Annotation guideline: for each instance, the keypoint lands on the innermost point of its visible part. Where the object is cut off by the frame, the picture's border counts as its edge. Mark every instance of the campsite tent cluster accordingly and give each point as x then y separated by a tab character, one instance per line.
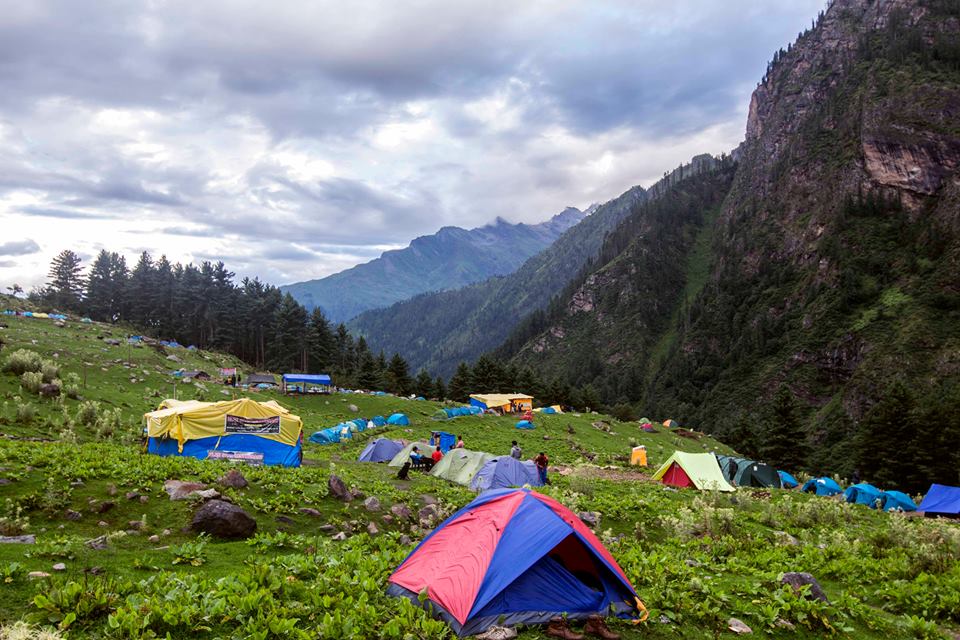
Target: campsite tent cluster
345	430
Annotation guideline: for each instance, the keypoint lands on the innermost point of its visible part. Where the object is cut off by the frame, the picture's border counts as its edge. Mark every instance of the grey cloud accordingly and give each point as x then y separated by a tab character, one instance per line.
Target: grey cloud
19	248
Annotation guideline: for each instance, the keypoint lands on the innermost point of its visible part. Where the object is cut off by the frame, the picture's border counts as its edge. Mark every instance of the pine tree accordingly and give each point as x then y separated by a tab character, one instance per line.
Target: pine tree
423	385
461	384
65	288
398	376
784	441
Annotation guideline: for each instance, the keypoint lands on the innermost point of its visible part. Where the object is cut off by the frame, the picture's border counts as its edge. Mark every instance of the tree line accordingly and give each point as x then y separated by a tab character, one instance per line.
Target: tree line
201	305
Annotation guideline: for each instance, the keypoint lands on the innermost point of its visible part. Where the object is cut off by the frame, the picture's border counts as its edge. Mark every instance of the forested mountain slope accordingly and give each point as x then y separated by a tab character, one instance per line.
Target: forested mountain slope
829	305
451	258
440	330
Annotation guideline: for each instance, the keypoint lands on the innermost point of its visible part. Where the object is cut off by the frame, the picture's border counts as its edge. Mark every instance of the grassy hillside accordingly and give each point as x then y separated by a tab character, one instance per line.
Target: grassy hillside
696	560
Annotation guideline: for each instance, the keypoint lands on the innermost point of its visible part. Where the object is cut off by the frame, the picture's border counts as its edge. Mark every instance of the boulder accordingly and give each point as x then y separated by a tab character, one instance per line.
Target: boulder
233	479
179	490
798	580
590	518
98	544
338	489
738	627
223	520
26	539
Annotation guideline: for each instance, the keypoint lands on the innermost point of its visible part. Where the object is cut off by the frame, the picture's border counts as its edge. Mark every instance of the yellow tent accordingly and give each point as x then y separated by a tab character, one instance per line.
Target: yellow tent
192	420
503	401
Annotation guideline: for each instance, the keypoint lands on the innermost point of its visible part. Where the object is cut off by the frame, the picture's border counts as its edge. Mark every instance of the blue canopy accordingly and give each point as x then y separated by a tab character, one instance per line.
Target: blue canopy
822	486
504	472
380	450
896	501
862	493
322	378
788	481
941	498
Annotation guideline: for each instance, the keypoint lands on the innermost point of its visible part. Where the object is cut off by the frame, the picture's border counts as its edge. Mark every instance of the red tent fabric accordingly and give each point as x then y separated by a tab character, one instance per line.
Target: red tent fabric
676	477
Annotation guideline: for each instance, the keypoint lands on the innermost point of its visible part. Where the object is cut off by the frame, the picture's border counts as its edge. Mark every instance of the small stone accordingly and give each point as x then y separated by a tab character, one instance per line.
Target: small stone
401	511
338	489
234	479
738	627
25	539
98	544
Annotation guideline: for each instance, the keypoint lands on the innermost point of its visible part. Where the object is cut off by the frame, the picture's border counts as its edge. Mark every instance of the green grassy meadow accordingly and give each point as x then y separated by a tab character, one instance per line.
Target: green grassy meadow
697	560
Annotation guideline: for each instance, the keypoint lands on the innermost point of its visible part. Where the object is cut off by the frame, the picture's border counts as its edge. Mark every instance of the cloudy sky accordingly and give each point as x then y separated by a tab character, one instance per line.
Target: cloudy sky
294	139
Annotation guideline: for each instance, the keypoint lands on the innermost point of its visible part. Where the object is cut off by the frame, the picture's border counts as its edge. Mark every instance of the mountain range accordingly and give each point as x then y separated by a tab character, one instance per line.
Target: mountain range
451	258
810	281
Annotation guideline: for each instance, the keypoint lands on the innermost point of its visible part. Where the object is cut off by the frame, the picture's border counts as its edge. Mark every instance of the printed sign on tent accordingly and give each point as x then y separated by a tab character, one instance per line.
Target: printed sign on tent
240	424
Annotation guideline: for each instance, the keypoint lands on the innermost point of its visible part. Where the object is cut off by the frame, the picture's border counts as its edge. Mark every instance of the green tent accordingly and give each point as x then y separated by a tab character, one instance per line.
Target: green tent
404	455
757	474
699	470
460	465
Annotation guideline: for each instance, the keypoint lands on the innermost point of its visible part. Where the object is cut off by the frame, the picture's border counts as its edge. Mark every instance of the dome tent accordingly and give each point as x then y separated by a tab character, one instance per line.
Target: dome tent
521	558
503	472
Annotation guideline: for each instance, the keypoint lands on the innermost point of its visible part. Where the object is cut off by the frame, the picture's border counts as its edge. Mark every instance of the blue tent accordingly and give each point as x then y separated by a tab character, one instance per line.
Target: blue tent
941	499
503	472
446	440
513	556
788	481
896	501
380	450
862	493
822	487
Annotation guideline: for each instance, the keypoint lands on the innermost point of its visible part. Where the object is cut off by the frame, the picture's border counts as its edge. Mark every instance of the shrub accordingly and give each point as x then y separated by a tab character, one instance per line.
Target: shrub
31	381
26	412
50	371
22	361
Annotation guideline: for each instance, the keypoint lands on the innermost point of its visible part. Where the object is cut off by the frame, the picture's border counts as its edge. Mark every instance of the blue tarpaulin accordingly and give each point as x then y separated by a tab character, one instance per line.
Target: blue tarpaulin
941	498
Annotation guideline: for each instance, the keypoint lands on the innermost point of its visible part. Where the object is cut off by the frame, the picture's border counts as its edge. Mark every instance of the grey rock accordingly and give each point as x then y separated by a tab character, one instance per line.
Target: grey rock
338	489
99	543
223	520
798	580
234	479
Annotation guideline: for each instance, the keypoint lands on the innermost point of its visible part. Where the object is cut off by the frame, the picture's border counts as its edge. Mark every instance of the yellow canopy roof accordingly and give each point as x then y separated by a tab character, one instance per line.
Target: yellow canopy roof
499	399
191	420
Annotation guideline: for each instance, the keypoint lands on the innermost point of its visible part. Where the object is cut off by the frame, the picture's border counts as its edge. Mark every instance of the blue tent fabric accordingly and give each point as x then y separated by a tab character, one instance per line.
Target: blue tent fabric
787	480
380	450
503	472
896	501
862	493
274	453
941	499
821	486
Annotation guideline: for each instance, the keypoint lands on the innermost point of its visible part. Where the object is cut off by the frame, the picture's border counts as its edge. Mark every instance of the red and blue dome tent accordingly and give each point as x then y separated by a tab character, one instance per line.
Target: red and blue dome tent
513	556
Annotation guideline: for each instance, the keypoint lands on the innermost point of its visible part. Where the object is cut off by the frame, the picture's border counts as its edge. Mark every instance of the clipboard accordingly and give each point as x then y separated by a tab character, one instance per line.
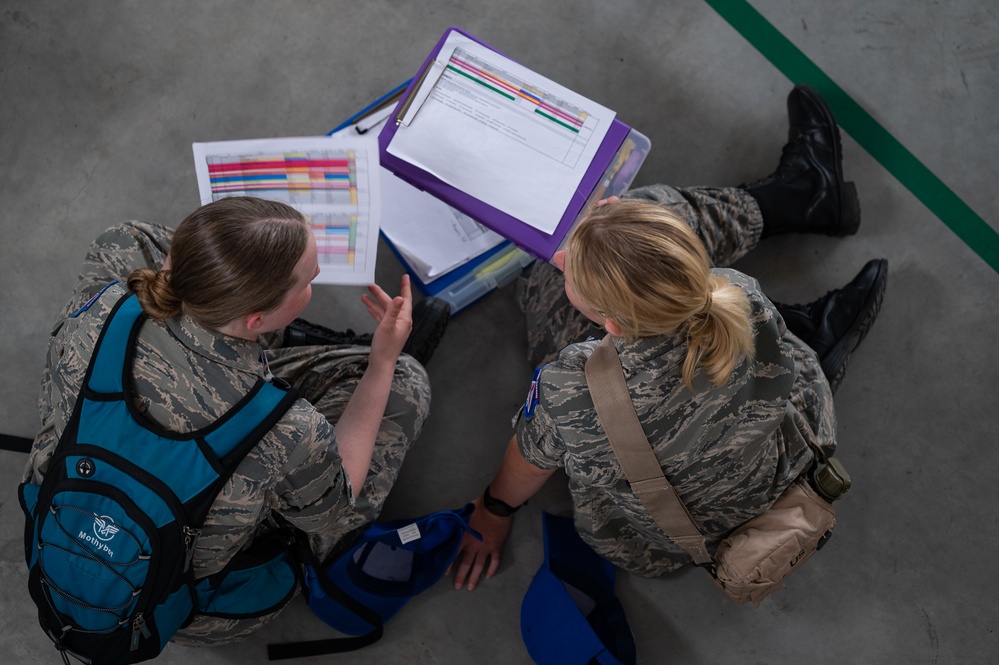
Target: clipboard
534	241
480	275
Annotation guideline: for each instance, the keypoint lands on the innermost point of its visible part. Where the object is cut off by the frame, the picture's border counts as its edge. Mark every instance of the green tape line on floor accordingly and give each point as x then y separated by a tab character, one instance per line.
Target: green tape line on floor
874	138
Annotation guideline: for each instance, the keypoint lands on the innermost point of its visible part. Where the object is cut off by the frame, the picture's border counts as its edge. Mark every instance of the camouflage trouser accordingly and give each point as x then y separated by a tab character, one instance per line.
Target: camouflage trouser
325	376
727	220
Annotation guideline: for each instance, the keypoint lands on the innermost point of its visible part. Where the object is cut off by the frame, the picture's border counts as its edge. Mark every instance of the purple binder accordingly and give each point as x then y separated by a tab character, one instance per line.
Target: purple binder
528	238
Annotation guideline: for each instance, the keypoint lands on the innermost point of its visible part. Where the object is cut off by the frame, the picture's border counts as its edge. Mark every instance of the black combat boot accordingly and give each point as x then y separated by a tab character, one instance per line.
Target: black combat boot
807	194
430	318
304	333
835	324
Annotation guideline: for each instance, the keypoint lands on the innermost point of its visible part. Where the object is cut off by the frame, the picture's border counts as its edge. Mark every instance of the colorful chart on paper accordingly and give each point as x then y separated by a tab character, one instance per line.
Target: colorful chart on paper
329	181
559	117
315	176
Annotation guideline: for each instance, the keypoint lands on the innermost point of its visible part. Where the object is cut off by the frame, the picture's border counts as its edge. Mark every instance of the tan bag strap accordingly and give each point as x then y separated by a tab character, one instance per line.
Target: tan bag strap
616	413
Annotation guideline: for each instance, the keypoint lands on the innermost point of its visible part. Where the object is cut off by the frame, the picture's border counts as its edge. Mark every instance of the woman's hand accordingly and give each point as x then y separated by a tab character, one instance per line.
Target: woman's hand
473	554
394	317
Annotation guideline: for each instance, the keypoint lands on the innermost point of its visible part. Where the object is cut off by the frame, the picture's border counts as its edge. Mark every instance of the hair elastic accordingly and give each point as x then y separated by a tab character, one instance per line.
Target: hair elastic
707	304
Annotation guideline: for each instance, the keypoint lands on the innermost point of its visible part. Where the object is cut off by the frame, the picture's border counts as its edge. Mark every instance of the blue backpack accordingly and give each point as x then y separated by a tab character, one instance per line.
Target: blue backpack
111	530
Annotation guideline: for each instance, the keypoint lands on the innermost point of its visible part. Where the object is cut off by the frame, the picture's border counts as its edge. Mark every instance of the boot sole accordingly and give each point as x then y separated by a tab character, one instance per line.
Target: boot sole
839	355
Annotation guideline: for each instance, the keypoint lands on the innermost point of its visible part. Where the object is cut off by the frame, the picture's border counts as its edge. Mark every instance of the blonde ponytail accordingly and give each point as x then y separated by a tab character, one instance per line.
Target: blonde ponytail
641	265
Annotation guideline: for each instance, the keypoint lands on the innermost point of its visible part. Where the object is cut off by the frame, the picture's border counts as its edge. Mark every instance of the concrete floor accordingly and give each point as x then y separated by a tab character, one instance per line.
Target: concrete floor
99	105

* * * * * * *

Task
Produce a verbatim copy of the lines from the one holding "Target: blonde ponytail" to the final line of the data, and nothing more.

Response for this exercise
Target: blonde ponytail
641	265
Annotation guideline: for each instance, the keypoint lands on the innermost point of its visible part. Where the object is cut off by the frame, the picture's border counts as its edge. Mark every instance of the concrete floor accordingly and give each point as x then y separated by a tab character, one instance per line.
Target: concrete floor
99	105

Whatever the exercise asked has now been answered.